Activity: Transcribe exactly, and only, the lines that run from the one containing "of the riverside" through the end of the records.

Task data:
##############################
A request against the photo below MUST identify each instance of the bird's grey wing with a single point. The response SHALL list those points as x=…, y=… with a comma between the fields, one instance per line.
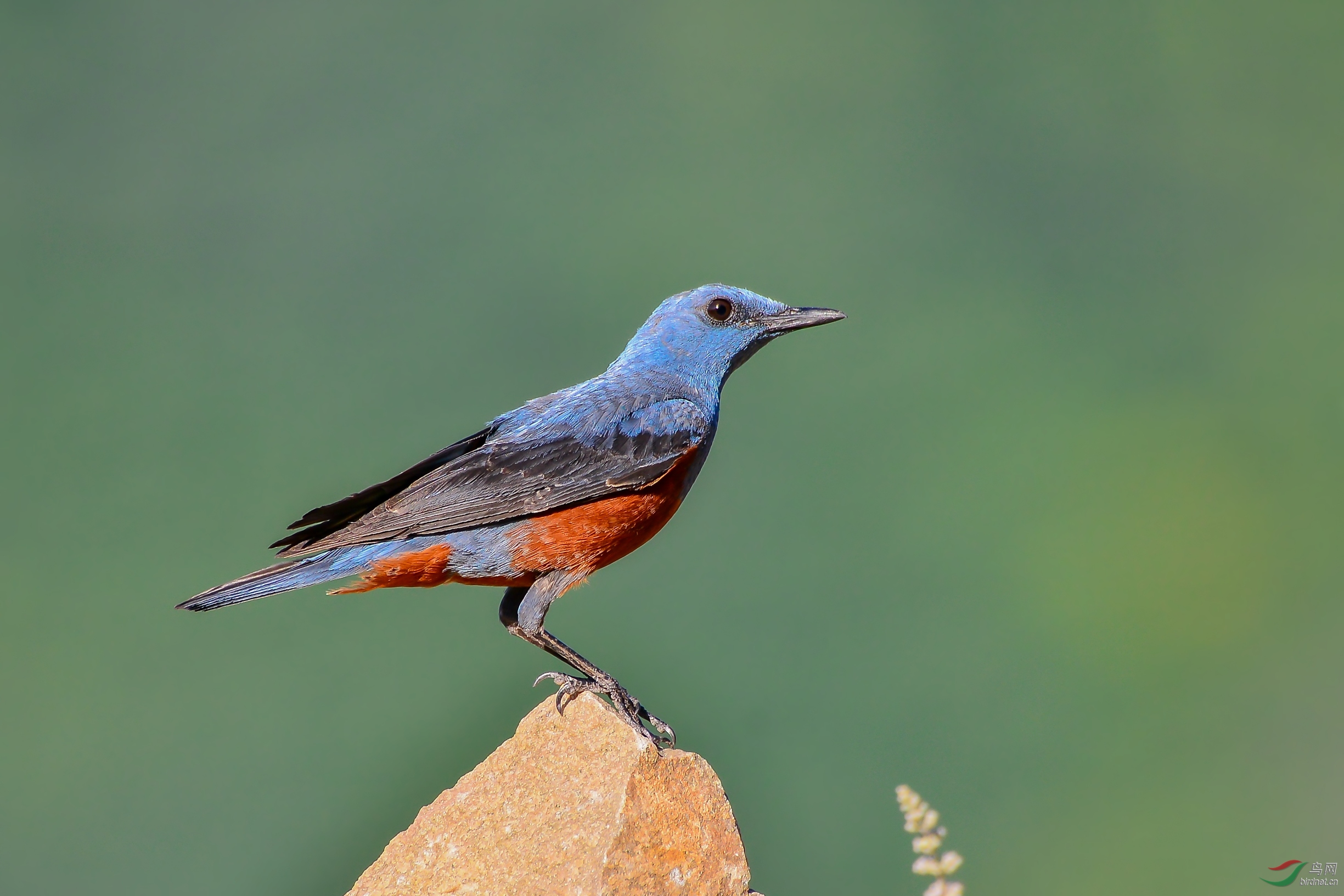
x=506, y=480
x=335, y=516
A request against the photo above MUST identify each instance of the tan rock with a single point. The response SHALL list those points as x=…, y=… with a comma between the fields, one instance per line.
x=570, y=805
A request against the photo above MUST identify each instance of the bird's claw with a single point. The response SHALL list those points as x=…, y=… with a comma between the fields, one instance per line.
x=627, y=707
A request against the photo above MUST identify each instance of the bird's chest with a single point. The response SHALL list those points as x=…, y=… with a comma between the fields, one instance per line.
x=589, y=537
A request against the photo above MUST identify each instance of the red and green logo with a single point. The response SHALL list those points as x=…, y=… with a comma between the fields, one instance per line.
x=1297, y=864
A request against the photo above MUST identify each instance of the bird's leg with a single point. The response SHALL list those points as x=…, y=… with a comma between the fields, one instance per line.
x=523, y=612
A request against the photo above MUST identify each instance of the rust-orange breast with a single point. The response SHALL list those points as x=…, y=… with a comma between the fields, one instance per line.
x=591, y=537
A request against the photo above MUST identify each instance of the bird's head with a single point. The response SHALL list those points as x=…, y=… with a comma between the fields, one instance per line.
x=708, y=332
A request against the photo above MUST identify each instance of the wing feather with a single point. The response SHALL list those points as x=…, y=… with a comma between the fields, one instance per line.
x=499, y=481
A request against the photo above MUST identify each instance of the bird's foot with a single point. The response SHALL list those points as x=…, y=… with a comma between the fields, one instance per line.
x=627, y=707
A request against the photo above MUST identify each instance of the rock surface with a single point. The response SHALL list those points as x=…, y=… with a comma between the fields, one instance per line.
x=570, y=805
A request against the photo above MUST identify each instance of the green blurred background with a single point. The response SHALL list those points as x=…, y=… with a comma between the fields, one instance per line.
x=1049, y=528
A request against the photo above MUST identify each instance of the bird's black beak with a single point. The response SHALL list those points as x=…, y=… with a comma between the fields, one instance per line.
x=792, y=319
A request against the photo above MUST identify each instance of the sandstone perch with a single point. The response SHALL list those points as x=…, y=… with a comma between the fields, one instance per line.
x=574, y=805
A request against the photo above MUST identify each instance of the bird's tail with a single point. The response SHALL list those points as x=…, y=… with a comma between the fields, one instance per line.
x=336, y=563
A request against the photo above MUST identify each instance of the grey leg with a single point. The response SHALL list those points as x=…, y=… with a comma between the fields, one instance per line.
x=523, y=613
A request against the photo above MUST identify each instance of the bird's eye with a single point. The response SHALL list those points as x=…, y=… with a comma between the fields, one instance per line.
x=719, y=309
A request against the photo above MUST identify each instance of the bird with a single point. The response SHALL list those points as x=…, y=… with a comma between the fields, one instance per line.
x=547, y=493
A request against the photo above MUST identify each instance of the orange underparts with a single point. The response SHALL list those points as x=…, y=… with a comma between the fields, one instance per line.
x=589, y=537
x=580, y=539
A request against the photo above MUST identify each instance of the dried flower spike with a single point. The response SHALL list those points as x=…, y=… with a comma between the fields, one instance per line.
x=923, y=820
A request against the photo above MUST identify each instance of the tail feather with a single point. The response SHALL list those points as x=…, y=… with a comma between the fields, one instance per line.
x=291, y=574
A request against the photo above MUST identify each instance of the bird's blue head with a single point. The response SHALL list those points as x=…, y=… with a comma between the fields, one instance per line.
x=706, y=334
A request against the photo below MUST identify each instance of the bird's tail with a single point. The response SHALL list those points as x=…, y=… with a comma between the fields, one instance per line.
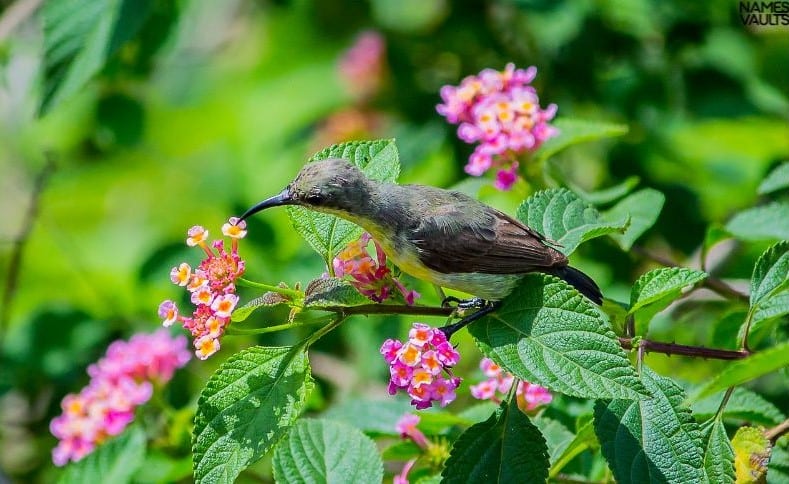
x=583, y=283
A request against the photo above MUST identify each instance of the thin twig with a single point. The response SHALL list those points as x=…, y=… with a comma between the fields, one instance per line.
x=776, y=432
x=710, y=282
x=20, y=241
x=684, y=350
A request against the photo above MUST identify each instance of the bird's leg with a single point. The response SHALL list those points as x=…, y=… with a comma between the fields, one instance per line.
x=486, y=308
x=472, y=303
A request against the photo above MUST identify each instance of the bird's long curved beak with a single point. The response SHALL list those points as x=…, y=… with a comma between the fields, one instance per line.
x=283, y=198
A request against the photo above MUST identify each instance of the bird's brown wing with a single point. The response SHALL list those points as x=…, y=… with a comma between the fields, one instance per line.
x=472, y=237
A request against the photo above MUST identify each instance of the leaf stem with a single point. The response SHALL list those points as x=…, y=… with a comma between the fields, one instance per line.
x=710, y=282
x=685, y=350
x=292, y=293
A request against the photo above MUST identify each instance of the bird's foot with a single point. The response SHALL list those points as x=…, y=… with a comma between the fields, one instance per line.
x=473, y=303
x=485, y=308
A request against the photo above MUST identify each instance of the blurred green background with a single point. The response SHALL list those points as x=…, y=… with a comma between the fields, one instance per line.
x=214, y=105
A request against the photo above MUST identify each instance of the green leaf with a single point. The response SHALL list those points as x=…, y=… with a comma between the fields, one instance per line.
x=322, y=293
x=610, y=194
x=777, y=179
x=79, y=37
x=246, y=407
x=557, y=436
x=771, y=272
x=116, y=460
x=545, y=332
x=652, y=440
x=747, y=369
x=643, y=208
x=743, y=405
x=718, y=453
x=325, y=451
x=761, y=223
x=751, y=454
x=269, y=299
x=655, y=290
x=328, y=234
x=562, y=217
x=505, y=448
x=576, y=131
x=372, y=416
x=584, y=439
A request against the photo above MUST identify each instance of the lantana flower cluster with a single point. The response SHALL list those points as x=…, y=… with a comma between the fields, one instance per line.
x=363, y=65
x=501, y=111
x=122, y=380
x=499, y=382
x=212, y=287
x=369, y=276
x=419, y=366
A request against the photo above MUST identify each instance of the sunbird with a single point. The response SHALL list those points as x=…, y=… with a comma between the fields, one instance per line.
x=441, y=236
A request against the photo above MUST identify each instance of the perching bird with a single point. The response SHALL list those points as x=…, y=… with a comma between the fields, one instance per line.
x=441, y=236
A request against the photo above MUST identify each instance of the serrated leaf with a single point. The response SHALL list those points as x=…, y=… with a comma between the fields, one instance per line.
x=610, y=194
x=751, y=454
x=374, y=416
x=562, y=217
x=557, y=436
x=655, y=290
x=747, y=369
x=743, y=405
x=777, y=179
x=322, y=293
x=79, y=37
x=584, y=439
x=116, y=460
x=643, y=208
x=325, y=451
x=246, y=407
x=545, y=332
x=576, y=131
x=268, y=299
x=718, y=454
x=652, y=440
x=771, y=272
x=328, y=234
x=761, y=223
x=505, y=448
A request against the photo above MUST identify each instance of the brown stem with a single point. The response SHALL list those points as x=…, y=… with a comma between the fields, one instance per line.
x=776, y=432
x=20, y=241
x=710, y=282
x=684, y=350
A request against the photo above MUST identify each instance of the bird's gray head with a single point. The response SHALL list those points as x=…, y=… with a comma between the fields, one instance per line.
x=332, y=185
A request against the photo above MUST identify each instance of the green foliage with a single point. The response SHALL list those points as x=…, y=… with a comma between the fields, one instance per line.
x=651, y=440
x=761, y=223
x=505, y=448
x=246, y=407
x=547, y=333
x=80, y=36
x=565, y=219
x=718, y=453
x=116, y=460
x=777, y=179
x=326, y=451
x=643, y=208
x=328, y=234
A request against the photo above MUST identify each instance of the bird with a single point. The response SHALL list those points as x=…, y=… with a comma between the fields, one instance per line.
x=441, y=236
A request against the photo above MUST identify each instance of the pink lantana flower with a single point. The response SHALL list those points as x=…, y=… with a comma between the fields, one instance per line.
x=211, y=286
x=500, y=111
x=421, y=367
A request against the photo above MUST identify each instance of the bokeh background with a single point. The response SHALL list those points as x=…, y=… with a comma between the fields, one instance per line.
x=215, y=105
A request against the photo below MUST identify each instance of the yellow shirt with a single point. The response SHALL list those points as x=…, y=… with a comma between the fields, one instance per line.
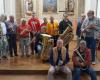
x=52, y=29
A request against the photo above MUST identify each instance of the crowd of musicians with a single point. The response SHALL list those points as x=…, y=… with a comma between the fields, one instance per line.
x=29, y=34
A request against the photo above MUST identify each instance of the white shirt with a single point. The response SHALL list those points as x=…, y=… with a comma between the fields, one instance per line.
x=3, y=26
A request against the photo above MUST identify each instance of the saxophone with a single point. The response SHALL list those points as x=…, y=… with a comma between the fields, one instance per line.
x=67, y=35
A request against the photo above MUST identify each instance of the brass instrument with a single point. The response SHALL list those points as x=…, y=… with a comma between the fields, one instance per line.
x=47, y=43
x=67, y=35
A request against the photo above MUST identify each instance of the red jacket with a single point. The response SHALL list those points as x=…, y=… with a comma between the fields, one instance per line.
x=87, y=58
x=34, y=24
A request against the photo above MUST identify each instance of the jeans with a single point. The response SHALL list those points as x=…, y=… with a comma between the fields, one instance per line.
x=89, y=70
x=91, y=44
x=64, y=69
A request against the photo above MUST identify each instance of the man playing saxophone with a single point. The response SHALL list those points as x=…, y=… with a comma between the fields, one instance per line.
x=90, y=27
x=82, y=61
x=63, y=25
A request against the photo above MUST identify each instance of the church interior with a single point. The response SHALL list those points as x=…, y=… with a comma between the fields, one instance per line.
x=16, y=63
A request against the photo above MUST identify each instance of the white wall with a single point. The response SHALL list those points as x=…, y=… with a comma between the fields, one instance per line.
x=1, y=7
x=90, y=5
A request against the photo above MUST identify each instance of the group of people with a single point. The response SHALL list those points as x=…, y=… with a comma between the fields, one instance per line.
x=84, y=55
x=29, y=35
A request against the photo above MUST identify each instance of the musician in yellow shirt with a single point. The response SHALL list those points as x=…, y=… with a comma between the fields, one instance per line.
x=52, y=29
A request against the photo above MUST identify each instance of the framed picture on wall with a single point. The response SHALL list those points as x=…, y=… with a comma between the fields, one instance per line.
x=49, y=6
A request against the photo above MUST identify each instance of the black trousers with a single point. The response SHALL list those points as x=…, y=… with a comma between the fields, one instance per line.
x=12, y=44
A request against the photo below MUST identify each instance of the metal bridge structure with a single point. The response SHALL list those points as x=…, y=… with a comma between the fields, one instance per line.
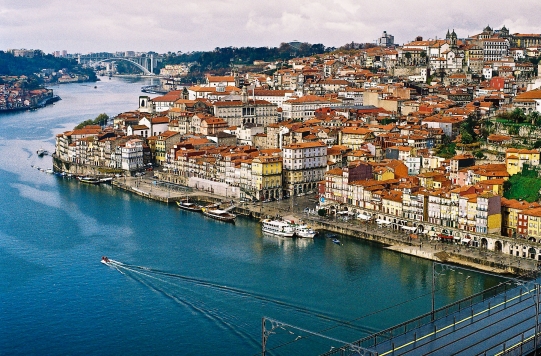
x=146, y=63
x=502, y=320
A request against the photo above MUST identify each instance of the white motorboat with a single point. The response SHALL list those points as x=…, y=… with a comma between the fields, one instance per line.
x=278, y=227
x=305, y=231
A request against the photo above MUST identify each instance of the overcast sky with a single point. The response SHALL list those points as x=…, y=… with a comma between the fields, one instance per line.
x=191, y=25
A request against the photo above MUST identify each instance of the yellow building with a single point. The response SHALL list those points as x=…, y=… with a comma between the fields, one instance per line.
x=267, y=177
x=164, y=142
x=515, y=159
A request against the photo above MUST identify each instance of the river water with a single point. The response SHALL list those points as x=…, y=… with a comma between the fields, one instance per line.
x=189, y=285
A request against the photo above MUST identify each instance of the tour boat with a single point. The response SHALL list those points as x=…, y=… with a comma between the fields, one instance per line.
x=277, y=227
x=106, y=180
x=188, y=206
x=218, y=214
x=304, y=231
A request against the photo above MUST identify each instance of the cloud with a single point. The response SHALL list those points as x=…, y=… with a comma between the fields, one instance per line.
x=189, y=25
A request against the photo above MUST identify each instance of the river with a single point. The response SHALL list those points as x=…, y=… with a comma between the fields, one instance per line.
x=188, y=285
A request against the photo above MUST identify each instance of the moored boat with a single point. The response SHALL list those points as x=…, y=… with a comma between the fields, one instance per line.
x=218, y=214
x=277, y=227
x=186, y=205
x=89, y=180
x=305, y=231
x=106, y=180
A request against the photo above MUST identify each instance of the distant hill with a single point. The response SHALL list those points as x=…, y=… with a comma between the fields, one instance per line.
x=222, y=59
x=40, y=66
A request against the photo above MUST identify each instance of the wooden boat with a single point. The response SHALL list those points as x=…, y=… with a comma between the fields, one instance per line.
x=186, y=205
x=89, y=180
x=218, y=214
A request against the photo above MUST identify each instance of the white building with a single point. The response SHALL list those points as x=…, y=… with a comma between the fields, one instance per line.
x=303, y=108
x=132, y=155
x=304, y=165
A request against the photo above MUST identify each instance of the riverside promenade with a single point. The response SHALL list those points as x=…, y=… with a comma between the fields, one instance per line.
x=297, y=210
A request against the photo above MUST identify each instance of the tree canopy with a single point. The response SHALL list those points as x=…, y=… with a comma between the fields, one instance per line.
x=101, y=120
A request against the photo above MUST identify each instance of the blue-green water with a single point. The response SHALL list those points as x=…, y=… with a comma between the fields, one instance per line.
x=56, y=298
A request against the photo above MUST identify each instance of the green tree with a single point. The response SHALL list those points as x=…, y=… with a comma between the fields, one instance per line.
x=467, y=130
x=518, y=116
x=408, y=57
x=534, y=118
x=101, y=120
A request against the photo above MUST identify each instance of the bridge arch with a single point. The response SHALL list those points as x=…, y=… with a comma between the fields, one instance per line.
x=484, y=243
x=145, y=71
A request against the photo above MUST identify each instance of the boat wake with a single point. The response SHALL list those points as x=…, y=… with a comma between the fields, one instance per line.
x=162, y=281
x=157, y=282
##############################
Result for this task:
A request against the photo above MUST identify each instance of the riverside promenade with a single point. The response SHALL list those points as x=…, y=… with a comma between the fields, one instance per line.
x=297, y=210
A request against the photo above MUST identify each instance of the tree canopy with a single point. The response SHALL list those points as x=…, y=… with a comma between the fields, one instance per line.
x=101, y=120
A request against the photo above MUST identify each instance of the blue-green water with a single point. The response SHALL list those points as x=…, y=… with a comma between the fields, one instance per line.
x=56, y=298
A request against the photo above MUST identify each instance of the green tree with a single point. The response SHALL list those points as x=…, y=… with a comma between the fields, one instance per line.
x=467, y=130
x=518, y=116
x=408, y=57
x=534, y=118
x=101, y=120
A request against the photo above MUST identify each instance of the bridge arch with a single point. The response SHALL list those points as x=…, y=… with a comma between the fields, one instance per line.
x=484, y=243
x=145, y=71
A request against the photo above MUST identify each instance of the boat wake with a single point. The response SHALL list those points as x=…, y=… with a comma between the fields, one instance per line.
x=162, y=281
x=157, y=282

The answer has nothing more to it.